▶ _Page extract_
Ill tell ya what though, this type of weather today sure doesnt get you pumped up like that nice warm spring type weather. Glad we are getting it out of the way now i guess.

Gobble Gobble Gobble


----------



## bishs (Aug 30, 2000)

TnRidge, with my bow "recurve" I can't draw prior to shooting. I release a second after I reach full draw. With my DB, and the back windows shut, I have drawn on many turkeys while they are in full view. No problem as long as your arrow tip stays inside the window a few inches. 

I like to put black marker on my blades, and use a black glove on my shooting hand. I slide on a black sleeve. I also put dark camo tape on the front of my bow. I feel this helps, but isn't needed. My friend in Kansas has taken over 50 turkeys with a bow. I learned a lot from him in the last 6-7 years.


----------



## JDubya (May 15, 2003)

HunterHawk said:


> Tooth... you cant live far away at all if you ever need a video man or something or want to tackle some turkeys let me know... we have quiet a group that try to get them on camera... its a blast....I live on Barnes rd by aurelius rd.



Hawk

I'm just up the road from you in Holt (off Aurelius just south of Holt). I just got my Double Bull Matrix three weeks ago and will be trying with the bow and my 4 year old!


----------



## Ack (Oct 3, 2004)

HunterHawk said:


> HEY nice pictures of shot placement pictures on those bird pics i have looked threw them before i wasnt sure who had them on there nice and inormative.
> 1) you ever use those guilletines?
> 2) do they have a practice one with them or they supposed to shoot like fieldtips?
> -Craig


Yep, I used them last year but unfortunately never had a shot opportunity at a bird. They do not sell practice blades witht he Guillotines, but I just bought some extra blades after breaking a couple practicing. You have to shoot a shaft long enough to keep the head in front of your riser, and possibly even in front of your sight if it is low. I practiced with the Guillotines by shooting at a hanging blanket with a paper turkey head/neck target pinned to it...I have also heard of guys shooting at an old couch cushion. 

As far as how they fly...they do fly surprisingly well. With the longer arrow they will drop off considerably after 25 yards. I was able to sight in with my pin on top of the bird's head and hit dead on at 20 yards...that is leaving my pin set up for my normal hunting arrow. 

Can't wait to use them again this year and hopefully get a shot!


----------

▶ _Short task_
In the turkey bowhunting thread, at what distance did the Guillotine user hit dead on with the pin set on top of the bird's head? Please answer in a few words.

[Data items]
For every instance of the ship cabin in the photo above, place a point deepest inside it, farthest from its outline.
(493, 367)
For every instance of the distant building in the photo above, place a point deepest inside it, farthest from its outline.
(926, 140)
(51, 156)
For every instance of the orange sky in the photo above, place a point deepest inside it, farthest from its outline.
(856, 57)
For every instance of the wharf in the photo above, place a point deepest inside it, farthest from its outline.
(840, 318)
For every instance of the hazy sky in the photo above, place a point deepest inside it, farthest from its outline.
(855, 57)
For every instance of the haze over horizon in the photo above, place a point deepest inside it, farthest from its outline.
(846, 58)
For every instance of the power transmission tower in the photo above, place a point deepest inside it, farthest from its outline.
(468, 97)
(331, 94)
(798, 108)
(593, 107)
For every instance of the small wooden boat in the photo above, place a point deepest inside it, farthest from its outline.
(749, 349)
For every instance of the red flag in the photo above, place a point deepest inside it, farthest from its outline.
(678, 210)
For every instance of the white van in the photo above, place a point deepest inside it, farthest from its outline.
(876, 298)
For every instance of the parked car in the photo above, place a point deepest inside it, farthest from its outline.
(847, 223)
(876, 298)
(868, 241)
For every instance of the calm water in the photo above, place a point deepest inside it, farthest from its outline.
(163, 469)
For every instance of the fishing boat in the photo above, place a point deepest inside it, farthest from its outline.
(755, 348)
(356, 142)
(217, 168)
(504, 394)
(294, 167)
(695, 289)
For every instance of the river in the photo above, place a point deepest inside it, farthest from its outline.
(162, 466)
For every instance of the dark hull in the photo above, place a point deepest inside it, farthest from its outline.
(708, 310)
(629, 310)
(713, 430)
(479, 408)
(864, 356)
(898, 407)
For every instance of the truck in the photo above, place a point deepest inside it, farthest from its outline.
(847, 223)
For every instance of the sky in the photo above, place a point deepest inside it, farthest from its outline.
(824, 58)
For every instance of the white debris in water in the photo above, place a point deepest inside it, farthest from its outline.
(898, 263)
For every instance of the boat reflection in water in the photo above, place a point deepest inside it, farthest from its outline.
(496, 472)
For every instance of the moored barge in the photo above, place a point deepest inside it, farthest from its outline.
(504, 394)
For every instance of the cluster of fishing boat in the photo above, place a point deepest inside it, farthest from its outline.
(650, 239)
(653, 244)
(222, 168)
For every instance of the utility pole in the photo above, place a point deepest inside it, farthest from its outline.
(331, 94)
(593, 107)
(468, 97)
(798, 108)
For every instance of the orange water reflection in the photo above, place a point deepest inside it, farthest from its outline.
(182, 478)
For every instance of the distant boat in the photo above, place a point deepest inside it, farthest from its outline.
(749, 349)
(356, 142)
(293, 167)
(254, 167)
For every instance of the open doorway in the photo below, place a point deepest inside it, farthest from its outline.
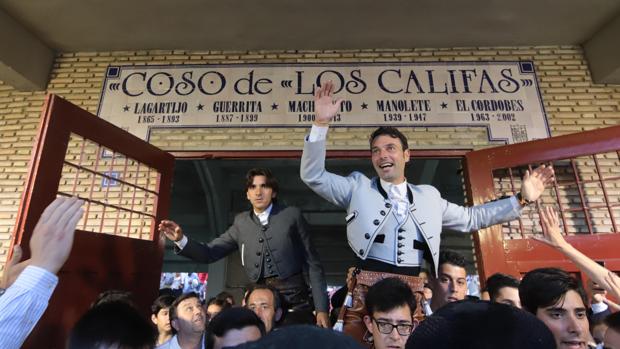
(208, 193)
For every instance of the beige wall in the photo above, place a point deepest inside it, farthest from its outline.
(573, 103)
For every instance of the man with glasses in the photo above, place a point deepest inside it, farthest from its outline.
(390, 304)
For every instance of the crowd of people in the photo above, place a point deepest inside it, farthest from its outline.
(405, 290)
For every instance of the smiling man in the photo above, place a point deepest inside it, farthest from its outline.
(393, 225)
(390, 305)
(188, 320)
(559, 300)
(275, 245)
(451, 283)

---

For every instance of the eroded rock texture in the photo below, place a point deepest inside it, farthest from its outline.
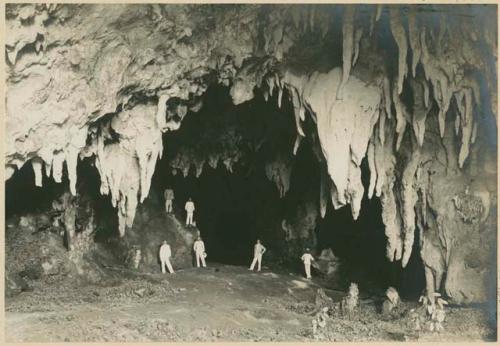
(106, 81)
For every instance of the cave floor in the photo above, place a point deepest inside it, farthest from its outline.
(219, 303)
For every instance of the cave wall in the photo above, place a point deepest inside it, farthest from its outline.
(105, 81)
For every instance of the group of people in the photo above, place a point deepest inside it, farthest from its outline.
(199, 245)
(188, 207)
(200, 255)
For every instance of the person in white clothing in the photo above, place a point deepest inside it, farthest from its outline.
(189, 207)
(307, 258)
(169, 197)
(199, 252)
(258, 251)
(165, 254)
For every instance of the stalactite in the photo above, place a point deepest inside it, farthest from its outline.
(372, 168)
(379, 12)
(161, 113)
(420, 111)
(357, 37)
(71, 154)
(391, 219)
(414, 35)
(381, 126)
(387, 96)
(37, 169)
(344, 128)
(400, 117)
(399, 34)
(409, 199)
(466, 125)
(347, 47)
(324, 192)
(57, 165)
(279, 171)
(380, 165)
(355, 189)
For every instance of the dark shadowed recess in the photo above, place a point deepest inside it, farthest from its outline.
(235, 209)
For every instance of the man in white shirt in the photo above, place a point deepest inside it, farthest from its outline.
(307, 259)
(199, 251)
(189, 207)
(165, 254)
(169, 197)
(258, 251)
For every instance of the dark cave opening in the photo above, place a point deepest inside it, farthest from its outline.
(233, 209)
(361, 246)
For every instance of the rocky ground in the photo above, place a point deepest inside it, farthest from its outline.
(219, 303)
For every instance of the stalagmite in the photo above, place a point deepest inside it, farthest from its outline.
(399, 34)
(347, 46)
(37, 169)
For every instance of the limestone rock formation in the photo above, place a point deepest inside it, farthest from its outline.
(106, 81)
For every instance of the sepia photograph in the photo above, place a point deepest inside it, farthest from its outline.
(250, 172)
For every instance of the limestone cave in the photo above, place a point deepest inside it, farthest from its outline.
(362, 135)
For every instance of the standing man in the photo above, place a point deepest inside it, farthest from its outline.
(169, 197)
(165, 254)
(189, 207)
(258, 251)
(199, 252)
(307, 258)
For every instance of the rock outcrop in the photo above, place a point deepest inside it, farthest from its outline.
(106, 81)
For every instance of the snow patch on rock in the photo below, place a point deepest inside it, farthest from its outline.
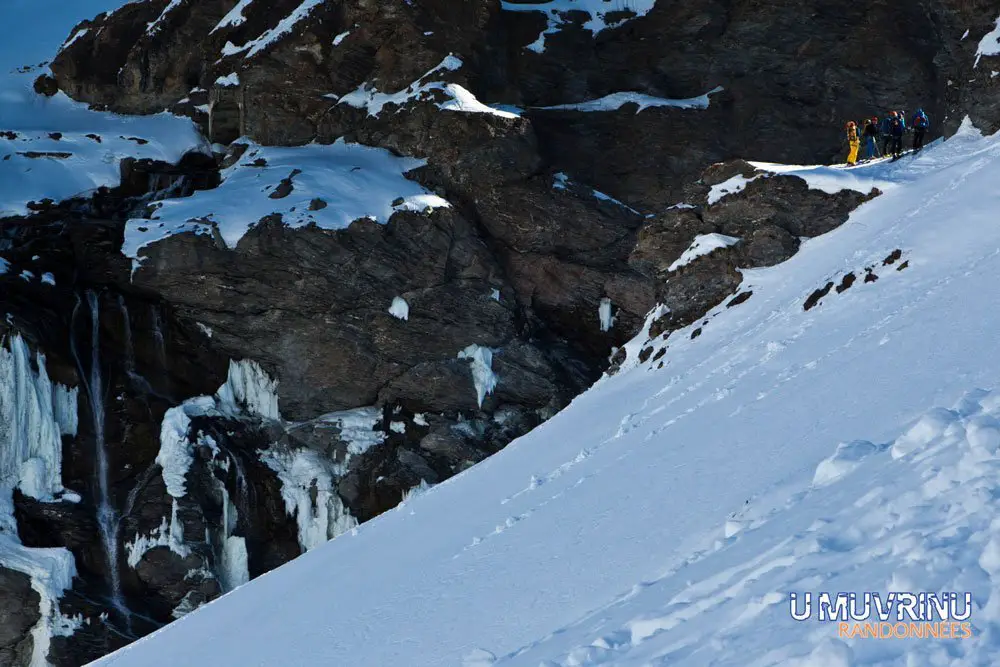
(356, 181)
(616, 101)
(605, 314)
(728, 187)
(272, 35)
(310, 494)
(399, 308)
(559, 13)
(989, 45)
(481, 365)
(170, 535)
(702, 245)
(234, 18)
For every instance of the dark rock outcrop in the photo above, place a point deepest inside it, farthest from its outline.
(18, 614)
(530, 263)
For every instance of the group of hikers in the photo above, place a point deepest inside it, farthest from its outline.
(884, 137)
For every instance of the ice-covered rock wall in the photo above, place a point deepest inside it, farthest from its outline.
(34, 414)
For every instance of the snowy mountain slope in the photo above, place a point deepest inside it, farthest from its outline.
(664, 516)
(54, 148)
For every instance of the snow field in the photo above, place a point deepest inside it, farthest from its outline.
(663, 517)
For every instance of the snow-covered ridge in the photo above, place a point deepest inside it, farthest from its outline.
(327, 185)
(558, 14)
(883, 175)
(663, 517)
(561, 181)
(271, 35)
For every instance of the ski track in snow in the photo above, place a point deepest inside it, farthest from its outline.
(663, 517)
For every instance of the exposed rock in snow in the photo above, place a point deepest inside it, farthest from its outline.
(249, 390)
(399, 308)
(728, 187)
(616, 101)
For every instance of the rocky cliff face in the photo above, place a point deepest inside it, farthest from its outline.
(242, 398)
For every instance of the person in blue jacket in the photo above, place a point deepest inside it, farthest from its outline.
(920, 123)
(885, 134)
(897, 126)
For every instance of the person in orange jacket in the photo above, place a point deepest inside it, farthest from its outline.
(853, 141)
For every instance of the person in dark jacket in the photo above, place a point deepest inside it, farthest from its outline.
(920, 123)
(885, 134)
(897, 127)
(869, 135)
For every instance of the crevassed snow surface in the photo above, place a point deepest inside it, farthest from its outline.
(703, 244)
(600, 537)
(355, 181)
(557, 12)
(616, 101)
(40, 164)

▶ _Written reply_
At 20 yards.